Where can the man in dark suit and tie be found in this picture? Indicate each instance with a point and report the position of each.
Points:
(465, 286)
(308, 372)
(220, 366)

::::::::::

- **PROBLEM STATEMENT**
Above are the records; set each one down word for word.

- **OUTPUT**
Where can the man in dark suit and tie be found in this picture? Indicate each instance with a point and report the position of each.
Points:
(465, 286)
(308, 372)
(220, 366)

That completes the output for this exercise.